> The problem
In the stretch of lines from the one containing "Thank you for the photo. Please point out the bridge railing" through the one containing "(1034, 605)", change "record" to "mark" and leave everything else as it is. Give back only those lines.

## BEGIN Material to process

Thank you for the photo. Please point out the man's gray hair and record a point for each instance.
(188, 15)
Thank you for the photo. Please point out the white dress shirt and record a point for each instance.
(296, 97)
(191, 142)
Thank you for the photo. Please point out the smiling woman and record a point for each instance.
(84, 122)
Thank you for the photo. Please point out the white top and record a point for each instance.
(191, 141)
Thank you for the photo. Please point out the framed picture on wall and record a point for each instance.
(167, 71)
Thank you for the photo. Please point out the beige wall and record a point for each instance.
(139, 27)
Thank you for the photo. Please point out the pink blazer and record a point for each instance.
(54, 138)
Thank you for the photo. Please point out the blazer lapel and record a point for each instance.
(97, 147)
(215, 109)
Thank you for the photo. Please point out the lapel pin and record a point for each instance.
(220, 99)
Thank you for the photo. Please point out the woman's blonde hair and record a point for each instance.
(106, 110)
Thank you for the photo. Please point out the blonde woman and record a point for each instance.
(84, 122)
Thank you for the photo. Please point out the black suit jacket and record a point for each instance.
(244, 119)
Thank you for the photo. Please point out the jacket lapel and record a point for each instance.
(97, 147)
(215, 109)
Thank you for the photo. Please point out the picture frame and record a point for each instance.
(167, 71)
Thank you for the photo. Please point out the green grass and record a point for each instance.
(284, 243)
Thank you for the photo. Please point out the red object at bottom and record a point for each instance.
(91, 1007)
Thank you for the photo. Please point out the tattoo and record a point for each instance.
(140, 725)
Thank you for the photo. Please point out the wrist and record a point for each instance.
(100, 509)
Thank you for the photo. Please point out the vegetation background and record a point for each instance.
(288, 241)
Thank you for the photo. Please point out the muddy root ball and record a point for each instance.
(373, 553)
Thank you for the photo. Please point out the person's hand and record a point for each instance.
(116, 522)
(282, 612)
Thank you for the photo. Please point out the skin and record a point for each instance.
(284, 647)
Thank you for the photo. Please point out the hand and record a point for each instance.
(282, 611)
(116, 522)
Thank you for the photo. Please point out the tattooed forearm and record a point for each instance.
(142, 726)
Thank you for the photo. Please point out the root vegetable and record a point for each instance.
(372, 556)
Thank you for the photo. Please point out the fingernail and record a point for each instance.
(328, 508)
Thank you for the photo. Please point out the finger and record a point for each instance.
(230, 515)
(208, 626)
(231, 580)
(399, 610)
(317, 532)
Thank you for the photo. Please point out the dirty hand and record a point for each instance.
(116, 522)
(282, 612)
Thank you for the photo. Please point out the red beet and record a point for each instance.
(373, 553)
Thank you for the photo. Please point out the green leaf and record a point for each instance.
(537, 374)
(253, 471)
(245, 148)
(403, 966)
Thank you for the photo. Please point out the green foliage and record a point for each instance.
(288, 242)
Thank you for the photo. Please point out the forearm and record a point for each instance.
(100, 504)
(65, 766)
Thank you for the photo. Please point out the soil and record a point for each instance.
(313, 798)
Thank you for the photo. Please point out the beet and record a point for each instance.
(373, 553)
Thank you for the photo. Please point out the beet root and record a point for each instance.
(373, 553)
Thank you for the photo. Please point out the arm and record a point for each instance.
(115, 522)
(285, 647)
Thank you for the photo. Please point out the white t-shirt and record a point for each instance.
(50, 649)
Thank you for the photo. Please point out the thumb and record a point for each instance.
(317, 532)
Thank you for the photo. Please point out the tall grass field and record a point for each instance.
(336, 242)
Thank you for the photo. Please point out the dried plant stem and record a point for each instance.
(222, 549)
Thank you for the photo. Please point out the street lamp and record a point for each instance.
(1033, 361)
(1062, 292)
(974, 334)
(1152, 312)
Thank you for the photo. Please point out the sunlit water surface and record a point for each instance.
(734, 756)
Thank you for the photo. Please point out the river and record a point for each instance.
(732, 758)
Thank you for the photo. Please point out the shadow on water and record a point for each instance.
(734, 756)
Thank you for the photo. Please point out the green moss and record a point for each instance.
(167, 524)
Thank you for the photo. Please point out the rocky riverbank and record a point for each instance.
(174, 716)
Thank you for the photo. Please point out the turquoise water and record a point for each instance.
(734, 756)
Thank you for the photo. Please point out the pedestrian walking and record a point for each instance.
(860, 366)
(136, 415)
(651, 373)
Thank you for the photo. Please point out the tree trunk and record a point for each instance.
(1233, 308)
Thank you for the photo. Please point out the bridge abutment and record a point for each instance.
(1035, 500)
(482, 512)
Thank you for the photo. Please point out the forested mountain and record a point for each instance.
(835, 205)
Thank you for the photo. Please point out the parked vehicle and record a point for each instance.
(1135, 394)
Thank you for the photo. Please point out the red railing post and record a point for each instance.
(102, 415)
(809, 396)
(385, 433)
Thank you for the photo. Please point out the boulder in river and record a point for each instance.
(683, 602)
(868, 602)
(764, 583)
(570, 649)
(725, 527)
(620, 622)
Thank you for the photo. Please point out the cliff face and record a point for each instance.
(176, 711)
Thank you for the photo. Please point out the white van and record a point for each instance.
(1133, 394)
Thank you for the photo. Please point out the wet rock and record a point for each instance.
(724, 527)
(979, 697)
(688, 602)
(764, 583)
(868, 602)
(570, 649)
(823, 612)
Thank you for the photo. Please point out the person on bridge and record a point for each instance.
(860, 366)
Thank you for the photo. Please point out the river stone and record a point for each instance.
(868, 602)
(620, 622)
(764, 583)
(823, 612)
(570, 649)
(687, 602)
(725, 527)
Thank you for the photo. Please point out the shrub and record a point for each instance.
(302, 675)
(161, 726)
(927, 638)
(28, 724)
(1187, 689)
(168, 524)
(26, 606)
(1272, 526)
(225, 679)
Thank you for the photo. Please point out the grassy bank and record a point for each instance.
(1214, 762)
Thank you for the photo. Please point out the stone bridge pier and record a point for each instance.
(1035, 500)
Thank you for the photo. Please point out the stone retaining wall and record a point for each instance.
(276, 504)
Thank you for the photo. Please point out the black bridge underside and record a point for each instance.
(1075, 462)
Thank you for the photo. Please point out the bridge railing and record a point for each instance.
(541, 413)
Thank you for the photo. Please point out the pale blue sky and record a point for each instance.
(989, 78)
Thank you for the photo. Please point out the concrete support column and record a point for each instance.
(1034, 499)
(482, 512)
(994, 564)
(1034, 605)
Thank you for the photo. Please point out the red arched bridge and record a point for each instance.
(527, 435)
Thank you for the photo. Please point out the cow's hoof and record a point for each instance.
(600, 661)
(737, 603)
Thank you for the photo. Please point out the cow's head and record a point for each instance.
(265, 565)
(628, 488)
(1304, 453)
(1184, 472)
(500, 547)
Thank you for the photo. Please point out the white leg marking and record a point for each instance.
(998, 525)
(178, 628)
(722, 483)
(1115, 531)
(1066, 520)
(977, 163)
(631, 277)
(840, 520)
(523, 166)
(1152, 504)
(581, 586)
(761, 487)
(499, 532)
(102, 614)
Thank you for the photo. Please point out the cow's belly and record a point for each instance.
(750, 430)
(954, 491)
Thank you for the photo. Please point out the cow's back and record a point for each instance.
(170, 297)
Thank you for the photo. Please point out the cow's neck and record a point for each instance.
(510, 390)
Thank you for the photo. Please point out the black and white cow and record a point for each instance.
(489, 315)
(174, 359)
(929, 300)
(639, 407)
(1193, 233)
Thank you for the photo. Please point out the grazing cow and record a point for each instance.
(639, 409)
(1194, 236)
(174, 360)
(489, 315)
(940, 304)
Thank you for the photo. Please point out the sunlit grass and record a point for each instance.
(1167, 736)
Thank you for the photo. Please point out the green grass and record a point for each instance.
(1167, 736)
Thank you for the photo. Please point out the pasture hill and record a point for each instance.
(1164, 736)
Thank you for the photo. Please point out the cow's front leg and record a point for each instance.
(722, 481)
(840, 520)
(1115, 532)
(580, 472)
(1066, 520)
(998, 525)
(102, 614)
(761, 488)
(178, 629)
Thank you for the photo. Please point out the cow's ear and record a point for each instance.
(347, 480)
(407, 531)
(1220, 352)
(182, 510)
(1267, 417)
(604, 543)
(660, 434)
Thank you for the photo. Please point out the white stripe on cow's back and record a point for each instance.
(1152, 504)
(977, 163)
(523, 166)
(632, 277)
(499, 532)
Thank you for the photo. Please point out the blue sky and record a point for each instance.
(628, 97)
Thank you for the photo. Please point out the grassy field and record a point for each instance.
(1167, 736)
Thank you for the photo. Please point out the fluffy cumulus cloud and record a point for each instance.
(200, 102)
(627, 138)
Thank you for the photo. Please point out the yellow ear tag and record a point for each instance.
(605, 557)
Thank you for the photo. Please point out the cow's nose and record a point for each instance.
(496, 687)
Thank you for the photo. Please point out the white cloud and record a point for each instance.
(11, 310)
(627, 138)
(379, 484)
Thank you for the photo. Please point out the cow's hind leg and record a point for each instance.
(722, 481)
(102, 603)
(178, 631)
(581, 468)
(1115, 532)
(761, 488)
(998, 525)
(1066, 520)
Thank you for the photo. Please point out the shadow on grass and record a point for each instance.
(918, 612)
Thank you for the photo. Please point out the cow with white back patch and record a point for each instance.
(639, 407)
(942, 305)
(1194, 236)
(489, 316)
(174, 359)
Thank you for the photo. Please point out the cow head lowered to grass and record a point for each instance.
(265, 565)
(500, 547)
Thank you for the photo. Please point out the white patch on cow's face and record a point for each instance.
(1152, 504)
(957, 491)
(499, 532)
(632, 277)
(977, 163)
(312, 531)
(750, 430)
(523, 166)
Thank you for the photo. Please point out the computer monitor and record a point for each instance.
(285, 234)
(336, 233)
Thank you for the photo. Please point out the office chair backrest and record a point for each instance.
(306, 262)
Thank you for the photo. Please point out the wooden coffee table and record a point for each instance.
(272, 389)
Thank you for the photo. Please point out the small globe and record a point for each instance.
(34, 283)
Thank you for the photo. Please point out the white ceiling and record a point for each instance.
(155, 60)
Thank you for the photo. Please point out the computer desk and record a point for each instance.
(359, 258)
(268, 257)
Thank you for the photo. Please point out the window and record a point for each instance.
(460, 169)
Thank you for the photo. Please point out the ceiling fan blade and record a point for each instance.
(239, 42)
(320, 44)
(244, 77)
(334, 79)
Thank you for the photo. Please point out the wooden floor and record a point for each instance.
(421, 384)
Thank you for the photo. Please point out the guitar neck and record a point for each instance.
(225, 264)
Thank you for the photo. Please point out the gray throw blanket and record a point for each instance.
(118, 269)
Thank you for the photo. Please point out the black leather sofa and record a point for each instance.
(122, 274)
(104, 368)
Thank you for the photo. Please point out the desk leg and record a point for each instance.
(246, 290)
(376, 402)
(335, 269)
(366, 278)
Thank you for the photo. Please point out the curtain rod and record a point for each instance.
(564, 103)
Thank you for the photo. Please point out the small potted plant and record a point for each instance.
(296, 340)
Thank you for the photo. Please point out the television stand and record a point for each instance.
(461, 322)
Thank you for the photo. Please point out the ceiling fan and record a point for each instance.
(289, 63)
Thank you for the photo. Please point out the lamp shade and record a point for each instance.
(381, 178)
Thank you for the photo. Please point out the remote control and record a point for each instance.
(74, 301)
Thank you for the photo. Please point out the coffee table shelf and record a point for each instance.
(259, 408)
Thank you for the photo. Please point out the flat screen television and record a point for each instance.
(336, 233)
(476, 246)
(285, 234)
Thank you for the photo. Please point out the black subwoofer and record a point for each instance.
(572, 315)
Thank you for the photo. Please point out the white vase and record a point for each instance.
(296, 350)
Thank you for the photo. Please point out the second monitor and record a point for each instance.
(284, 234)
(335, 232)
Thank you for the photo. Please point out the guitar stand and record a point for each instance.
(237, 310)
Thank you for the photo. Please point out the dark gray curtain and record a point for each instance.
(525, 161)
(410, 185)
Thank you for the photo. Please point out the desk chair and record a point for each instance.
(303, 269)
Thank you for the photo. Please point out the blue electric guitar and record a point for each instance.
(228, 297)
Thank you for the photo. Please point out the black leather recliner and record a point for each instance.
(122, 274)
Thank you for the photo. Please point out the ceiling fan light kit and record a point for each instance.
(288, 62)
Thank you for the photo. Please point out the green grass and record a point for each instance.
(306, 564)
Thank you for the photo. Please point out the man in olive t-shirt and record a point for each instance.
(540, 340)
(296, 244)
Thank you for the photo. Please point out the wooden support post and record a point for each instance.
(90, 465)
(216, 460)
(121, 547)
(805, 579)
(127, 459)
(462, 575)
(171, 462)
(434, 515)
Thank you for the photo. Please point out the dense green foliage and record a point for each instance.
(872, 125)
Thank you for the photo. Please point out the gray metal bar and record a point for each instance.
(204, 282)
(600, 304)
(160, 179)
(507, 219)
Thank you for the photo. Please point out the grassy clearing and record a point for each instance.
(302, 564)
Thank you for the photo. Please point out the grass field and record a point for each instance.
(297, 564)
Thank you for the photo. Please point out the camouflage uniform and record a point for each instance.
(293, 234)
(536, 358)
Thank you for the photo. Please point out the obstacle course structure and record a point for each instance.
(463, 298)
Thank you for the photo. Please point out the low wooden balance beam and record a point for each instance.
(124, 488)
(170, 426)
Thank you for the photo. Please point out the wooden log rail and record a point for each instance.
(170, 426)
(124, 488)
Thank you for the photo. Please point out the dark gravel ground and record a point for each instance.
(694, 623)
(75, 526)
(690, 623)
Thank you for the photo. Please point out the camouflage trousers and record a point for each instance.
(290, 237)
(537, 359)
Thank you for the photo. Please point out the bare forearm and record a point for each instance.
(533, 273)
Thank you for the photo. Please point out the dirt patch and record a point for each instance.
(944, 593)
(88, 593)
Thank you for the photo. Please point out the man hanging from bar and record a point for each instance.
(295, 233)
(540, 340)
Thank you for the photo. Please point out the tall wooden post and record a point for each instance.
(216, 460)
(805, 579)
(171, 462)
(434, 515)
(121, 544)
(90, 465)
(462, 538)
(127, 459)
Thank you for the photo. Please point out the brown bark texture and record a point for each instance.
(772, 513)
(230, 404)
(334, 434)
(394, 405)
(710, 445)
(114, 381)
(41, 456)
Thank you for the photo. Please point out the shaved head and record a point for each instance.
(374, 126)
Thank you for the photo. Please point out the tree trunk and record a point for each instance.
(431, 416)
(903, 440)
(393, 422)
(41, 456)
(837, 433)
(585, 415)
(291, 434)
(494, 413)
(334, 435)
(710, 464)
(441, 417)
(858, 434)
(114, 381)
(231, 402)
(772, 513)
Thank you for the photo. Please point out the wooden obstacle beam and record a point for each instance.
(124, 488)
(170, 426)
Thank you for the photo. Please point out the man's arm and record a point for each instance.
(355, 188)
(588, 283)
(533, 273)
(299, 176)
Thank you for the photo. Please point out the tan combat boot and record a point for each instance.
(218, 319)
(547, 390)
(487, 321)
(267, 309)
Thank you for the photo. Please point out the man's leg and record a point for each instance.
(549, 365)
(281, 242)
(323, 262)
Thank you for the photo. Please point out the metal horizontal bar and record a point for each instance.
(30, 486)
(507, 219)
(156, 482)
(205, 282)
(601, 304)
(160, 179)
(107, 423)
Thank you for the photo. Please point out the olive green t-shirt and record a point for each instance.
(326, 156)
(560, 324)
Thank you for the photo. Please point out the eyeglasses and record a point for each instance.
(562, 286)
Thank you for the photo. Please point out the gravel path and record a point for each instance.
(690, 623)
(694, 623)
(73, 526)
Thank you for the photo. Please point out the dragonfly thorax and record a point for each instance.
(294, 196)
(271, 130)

## END Material to process

> Written solution
Thank you for the photo. Please point out the bridge railing and mark a point for each instance.
(541, 413)
Thank you for the photo. Please point out the pale blue sky and mark a point for each instance.
(989, 78)
Thank you for the photo. Please point out the concrete support column and mark a point for each instance.
(1034, 499)
(482, 512)
(994, 564)
(1034, 605)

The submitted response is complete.